**INSTRUCTIONS**
1 – Return the portion of the multiarmed bandit text starting with "II Background and" and going on through "data about them).", copied word for word.
2 – In the multiarmed bandit text, list every item that the paper's remainder will present or examine, in the order given.

**SELECTED TEXT**
The remainder of this paper is structured as follows. First, we present some related research on MAB strategies that face similar challenges and constraints. After that, we introduce the motivating scenario and simulator we use to compare our approaches. Then, we present our approach toward addressing the short-horizon MAB problem. Finally, we examine the results of MAB performance in a simulator designed to mimic human walking behavior patterns to further observe the potential for regression-based MABs.

II Background and Related Work

A multiarmed bandit (MAB) problem [8] is a sequential decision problem in which an agent needs to select one of $k$ actions (called arms) sequentially over the course of $h$ time steps (or horizon). At each time step, the agent receives a reward based on the arm chosen. Neither the reward distributions nor the expected values of the arm rewards $\rho$ are known beforehand. The goal of the agent is to maximize the obtained (cumulative) reward. Thus, at each iteration, the agent must choose between exploiting (selecting the arms that have so far performed the best) or exploring (selecting other arms to gather additional data about them).

In the most common instantiation of the MAB problem, known as the stochastic bandit problem, each of the arms available to the agent holds a static, unknown, underlying reward distribution from which a reward is randomly drawn [9]. MAB strategies usually assess the expected reward of each arm based on past iterations via some estimation process (which we will call an oracle). In the case of stochastic bandits, typical strategies estimate descriptive statistics of observed rewards such as mean $\mu$ and standard deviation $\sigma$ . These values provide the basis for predictions in popular MAB approaches such as the $\epsilon$ -based (e.g., $\epsilon$ -greedy, $\epsilon$ -decreasing) and Upper Confidence Bound (UCB) families of strategies [10]. Two lines of work on MAB strategies are relevant to the work we present in this paper: (1) MAB strategies for domains with contextual or non-stationary rewards, and (2) MAB strategies for domains with very short horizons, briefly described below.

**DATA RECORDS**
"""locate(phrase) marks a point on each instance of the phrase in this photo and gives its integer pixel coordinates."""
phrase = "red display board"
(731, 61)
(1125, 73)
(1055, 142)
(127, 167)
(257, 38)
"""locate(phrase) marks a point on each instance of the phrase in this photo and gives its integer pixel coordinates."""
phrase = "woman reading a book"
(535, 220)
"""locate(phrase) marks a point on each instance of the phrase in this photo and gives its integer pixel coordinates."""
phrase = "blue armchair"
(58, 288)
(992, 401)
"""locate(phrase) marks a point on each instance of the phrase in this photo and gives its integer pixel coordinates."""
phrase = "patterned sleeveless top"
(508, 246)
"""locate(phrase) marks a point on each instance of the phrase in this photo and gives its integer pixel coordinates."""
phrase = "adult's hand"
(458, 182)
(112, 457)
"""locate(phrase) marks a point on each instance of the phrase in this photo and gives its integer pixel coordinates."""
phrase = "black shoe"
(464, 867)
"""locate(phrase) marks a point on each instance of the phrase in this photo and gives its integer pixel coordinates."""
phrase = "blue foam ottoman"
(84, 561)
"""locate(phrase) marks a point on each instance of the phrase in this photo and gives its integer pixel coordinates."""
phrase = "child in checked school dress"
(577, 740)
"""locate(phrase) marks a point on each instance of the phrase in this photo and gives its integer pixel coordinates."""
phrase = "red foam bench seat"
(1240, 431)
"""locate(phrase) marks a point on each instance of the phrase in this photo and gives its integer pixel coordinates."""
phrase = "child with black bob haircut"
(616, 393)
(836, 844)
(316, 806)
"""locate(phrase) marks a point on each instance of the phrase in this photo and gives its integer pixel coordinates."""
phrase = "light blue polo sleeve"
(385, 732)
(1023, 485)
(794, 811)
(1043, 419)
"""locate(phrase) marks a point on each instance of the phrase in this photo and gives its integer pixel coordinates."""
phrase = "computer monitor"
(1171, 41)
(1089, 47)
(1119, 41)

**SOLUTION SET**
1 –
II Background and Related Work

A multiarmed bandit (MAB) problem [8] is a sequential decision problem in which an agent needs to select one of $k$ actions (called arms) sequentially over the course of $h$ time steps (or horizon). At each time step, the agent receives a reward based on the arm chosen. Neither the reward distributions nor the expected values of the arm rewards $\rho$ are known beforehand. The goal of the agent is to maximize the obtained (cumulative) reward. Thus, at each iteration, the agent must choose between exploiting (selecting the arms that have so far performed the best) or exploring (selecting other arms to gather additional data about them).

2 –
1. Related research on MAB strategies that face similar challenges and constraints
2. The motivating scenario and simulator used to compare the approaches
3. The approach toward addressing the short-horizon MAB problem
4. The results of MAB performance in a simulator designed to mimic human walking behavior patterns